(TEXT SHOWN)
Now, some are calling for the federal government to step in. Last year, Massachusetts delegates to an annual small business conference at the White House urged the president to ban the use of federal money in interstate bidding wars.

Congress could tax businesses on the value of the incentives they receive from states, or it could deny federal funding to states that get into bidding wars. It also could bar states from using federal grant money or government-backed loans in incentive packages.

Massachusetts at times has used federal dollars to lure businesses. Springfield, for example, this year beat out sites in six other states to be the home of a new customer service center for First Notice Systems of Medford, which could employ as many as 900 people. As an incentive, the city offered federal funds to train company workers. It also borrowed money from the federal government and used the cash, in essence, to give First Notice a low-interest loan for building renovations.

Corporate darlings

Businesses like tax breaks because, unlike spending programs and direct subsidies, they are outside the federal budget and therefore not subject to annual review by Congress. Between 1913 and the major tax overhaul of 1986, Congress killed only 13 of the scores of tax breaks on the books, according to Congress' watchdog agency, the General Accounting Office. Moreover, they sometimes go to already prosperous industries. The oil and energy industry gets $2.4 billion in tax breaks each year, while $1.4 billion goes to timber and natural resources companies, and billions more go to insurance, agriculture, real estate and other concerns.

Tax benefits are sometimes applied in unforseen ways. A credit meant to boost research investment, for example, became the center of controversy recently as several defense companies sued the Internal Revenue Service for tax rebates on weapons programs that date to the early 1980s. The IRS says the tax credits are not deserved, since the Pentagon paid for the weapons research and usually covers the costs even of failed weapons programs. But the companies have won an early round in the courts, arguing that the Pentagon paid for the weapons, not the research that produced them. The tax refunds could total billions of dollars.
(End TEXT SHOWN)
* **THE PROBLEM**: According to the text on business incentives and tax breaks, how much does the oil and energy industry receive in tax breaks each year?
(EXTRACTED MATERIAL)
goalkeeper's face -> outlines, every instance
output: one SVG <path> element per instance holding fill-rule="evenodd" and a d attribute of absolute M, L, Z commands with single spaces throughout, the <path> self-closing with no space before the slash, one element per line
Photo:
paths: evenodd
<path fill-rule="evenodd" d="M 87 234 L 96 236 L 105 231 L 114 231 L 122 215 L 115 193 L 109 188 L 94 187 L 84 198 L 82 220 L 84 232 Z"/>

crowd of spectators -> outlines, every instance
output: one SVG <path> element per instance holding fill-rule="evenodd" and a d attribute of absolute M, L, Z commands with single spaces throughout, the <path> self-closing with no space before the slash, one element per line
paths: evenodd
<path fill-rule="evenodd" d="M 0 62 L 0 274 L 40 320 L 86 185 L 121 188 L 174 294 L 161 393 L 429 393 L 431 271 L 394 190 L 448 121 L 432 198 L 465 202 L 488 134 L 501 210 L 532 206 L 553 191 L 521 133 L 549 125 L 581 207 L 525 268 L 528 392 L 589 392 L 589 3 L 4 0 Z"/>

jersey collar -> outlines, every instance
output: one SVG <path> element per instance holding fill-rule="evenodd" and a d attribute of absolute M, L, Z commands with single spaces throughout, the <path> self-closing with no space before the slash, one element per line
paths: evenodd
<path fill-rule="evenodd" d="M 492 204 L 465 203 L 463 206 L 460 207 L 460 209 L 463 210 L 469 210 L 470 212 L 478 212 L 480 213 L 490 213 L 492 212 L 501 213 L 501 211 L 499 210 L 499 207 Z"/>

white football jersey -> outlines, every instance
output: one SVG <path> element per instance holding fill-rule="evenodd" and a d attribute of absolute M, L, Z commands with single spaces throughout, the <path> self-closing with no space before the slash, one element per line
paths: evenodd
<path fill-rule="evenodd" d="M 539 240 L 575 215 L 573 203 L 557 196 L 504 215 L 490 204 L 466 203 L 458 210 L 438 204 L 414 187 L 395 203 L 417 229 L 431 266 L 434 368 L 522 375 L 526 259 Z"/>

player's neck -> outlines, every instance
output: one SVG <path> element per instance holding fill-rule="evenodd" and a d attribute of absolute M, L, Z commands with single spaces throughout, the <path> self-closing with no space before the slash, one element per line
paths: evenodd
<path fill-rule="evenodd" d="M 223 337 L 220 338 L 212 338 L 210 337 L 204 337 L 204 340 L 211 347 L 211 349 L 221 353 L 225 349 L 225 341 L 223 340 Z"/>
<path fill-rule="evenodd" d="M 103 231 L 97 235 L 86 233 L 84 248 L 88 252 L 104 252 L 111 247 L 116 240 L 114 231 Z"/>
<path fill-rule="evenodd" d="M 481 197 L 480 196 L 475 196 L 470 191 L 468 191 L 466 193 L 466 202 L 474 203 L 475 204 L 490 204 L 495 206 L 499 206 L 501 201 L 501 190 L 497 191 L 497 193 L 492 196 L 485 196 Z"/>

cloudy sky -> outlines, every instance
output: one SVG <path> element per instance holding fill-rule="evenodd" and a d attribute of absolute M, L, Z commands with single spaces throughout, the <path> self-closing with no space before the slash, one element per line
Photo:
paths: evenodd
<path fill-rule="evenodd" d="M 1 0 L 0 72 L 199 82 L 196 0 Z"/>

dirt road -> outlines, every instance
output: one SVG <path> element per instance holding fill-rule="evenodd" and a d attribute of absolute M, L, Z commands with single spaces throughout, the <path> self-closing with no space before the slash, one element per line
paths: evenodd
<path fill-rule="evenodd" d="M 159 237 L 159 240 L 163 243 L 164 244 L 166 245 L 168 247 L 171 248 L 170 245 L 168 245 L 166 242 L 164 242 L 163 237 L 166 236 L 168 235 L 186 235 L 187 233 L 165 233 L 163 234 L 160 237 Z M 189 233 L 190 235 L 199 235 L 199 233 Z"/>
(End EXTRACTED MATERIAL)
(EXTRACTED MATERIAL)
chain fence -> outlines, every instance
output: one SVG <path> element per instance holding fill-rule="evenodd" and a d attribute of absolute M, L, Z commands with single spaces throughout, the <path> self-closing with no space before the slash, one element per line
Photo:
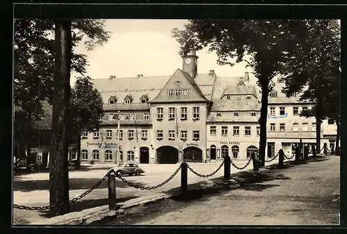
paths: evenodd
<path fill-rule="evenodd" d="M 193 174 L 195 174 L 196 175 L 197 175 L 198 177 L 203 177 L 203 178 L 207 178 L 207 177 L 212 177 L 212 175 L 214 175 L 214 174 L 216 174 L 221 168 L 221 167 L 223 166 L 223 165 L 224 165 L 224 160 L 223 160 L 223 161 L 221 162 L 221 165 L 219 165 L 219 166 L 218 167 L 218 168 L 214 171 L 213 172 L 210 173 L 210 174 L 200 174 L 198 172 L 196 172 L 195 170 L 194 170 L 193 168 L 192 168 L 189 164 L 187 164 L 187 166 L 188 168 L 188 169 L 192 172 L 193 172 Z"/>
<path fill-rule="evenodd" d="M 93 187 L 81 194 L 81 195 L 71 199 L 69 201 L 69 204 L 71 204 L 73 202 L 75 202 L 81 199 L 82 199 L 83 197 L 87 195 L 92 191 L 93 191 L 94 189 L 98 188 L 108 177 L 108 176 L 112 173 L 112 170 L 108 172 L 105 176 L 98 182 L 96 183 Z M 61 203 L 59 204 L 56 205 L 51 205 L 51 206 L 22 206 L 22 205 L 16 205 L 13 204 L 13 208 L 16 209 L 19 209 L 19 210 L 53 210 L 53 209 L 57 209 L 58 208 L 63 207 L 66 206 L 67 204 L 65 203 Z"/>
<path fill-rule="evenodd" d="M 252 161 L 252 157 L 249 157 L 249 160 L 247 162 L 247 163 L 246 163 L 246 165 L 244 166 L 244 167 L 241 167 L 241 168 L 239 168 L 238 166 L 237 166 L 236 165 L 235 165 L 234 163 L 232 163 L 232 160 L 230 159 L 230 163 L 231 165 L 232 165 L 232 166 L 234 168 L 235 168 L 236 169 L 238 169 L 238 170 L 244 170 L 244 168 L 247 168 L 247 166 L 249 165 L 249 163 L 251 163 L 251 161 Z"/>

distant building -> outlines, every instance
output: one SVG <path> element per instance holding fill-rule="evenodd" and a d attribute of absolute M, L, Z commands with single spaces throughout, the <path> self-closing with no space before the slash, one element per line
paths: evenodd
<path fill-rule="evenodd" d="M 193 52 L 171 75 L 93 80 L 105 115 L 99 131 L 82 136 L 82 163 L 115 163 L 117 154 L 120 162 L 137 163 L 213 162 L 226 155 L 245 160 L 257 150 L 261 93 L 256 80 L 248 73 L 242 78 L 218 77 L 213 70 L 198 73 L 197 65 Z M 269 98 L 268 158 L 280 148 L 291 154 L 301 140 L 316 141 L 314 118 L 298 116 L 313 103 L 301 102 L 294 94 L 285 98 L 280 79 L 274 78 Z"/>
(End EXTRACTED MATERIAL)
* **WRITTEN SOLUTION**: $2.4 billion